### EXERCISE AIM
Below this line is a set of entries; quote exactly the lines from the line that contains "Tag the woven" to the line that contains "<point>14,288</point>", both lines included.
————
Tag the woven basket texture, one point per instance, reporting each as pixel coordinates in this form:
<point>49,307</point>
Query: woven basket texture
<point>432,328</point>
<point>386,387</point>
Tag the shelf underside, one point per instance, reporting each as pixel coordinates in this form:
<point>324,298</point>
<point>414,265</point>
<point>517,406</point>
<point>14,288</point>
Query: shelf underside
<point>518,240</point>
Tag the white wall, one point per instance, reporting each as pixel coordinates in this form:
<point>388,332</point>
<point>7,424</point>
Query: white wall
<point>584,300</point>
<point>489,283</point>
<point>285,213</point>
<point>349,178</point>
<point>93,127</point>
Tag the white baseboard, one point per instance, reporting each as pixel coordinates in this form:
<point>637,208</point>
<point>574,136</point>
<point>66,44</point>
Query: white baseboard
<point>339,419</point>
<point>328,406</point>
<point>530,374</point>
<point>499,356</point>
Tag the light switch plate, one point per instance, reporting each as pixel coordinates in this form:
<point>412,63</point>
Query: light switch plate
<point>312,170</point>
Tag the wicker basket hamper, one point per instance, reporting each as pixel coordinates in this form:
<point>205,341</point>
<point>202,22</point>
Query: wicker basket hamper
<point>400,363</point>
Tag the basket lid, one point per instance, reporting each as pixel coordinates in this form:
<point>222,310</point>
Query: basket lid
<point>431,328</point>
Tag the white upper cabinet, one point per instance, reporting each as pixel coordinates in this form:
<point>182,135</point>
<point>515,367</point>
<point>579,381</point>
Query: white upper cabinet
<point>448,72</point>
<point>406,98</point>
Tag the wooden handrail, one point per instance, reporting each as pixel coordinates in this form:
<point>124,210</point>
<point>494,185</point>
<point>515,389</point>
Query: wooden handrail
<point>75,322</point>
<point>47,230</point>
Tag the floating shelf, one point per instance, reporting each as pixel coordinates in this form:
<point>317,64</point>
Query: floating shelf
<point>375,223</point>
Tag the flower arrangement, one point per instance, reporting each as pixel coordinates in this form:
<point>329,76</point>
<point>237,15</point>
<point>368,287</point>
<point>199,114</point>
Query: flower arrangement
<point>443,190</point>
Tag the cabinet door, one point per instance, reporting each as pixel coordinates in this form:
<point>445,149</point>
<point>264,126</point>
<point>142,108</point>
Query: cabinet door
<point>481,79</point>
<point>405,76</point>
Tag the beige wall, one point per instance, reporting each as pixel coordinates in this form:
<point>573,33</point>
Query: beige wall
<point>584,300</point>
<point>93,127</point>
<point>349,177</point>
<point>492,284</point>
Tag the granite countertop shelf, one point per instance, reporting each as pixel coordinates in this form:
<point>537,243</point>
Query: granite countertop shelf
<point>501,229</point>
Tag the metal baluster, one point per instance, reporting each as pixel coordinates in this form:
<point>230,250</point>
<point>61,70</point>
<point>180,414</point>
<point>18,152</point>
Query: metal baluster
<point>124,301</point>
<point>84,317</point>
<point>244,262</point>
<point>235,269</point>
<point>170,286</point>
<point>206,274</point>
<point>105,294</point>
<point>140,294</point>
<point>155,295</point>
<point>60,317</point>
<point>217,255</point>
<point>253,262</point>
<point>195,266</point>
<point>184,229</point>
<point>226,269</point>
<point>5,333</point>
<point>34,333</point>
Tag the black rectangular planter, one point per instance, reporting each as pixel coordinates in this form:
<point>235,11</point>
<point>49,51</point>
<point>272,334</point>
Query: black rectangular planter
————
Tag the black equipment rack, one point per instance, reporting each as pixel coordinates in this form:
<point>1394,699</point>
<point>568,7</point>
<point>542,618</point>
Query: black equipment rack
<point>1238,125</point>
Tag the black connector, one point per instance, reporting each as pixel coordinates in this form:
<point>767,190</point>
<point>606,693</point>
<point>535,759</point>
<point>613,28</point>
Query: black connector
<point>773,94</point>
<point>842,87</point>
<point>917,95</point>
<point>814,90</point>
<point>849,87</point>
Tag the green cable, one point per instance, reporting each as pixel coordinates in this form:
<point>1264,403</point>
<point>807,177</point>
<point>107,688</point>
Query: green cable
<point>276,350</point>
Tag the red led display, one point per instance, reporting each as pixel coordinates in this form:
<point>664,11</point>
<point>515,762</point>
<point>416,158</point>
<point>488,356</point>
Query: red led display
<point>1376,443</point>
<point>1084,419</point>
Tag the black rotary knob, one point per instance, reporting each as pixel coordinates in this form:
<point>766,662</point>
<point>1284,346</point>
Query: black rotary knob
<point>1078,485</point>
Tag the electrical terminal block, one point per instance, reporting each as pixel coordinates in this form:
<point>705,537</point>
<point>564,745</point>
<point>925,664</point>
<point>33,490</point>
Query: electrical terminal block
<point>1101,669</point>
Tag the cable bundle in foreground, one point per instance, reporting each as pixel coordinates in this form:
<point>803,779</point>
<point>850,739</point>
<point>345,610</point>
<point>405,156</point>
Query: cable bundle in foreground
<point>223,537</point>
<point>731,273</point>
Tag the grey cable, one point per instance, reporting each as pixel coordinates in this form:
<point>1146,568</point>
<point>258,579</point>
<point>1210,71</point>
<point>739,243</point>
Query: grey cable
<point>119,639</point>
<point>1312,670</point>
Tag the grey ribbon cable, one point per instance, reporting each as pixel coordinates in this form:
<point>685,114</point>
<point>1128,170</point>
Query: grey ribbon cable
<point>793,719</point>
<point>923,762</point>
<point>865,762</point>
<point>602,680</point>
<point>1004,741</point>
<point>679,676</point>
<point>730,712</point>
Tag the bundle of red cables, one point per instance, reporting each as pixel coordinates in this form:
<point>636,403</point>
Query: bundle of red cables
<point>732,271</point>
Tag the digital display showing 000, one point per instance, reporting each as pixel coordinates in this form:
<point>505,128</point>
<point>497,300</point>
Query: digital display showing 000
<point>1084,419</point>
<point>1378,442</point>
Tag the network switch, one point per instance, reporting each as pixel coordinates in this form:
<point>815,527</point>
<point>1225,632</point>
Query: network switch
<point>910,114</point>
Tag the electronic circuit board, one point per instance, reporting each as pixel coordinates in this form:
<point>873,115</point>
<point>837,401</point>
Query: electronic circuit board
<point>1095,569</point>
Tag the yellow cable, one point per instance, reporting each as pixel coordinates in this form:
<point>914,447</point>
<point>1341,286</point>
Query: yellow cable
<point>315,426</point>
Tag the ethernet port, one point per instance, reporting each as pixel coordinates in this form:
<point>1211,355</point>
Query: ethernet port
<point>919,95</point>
————
### PROBLEM SOLUTION
Tag the woven basket texture, one point per instance, reporting each as pixel coordinates in this form:
<point>49,307</point>
Query: woven basket texture
<point>432,328</point>
<point>386,387</point>
Tag the shelf underside, one point per instance, reporting each as pixel coordinates in this form:
<point>324,298</point>
<point>414,265</point>
<point>517,406</point>
<point>14,288</point>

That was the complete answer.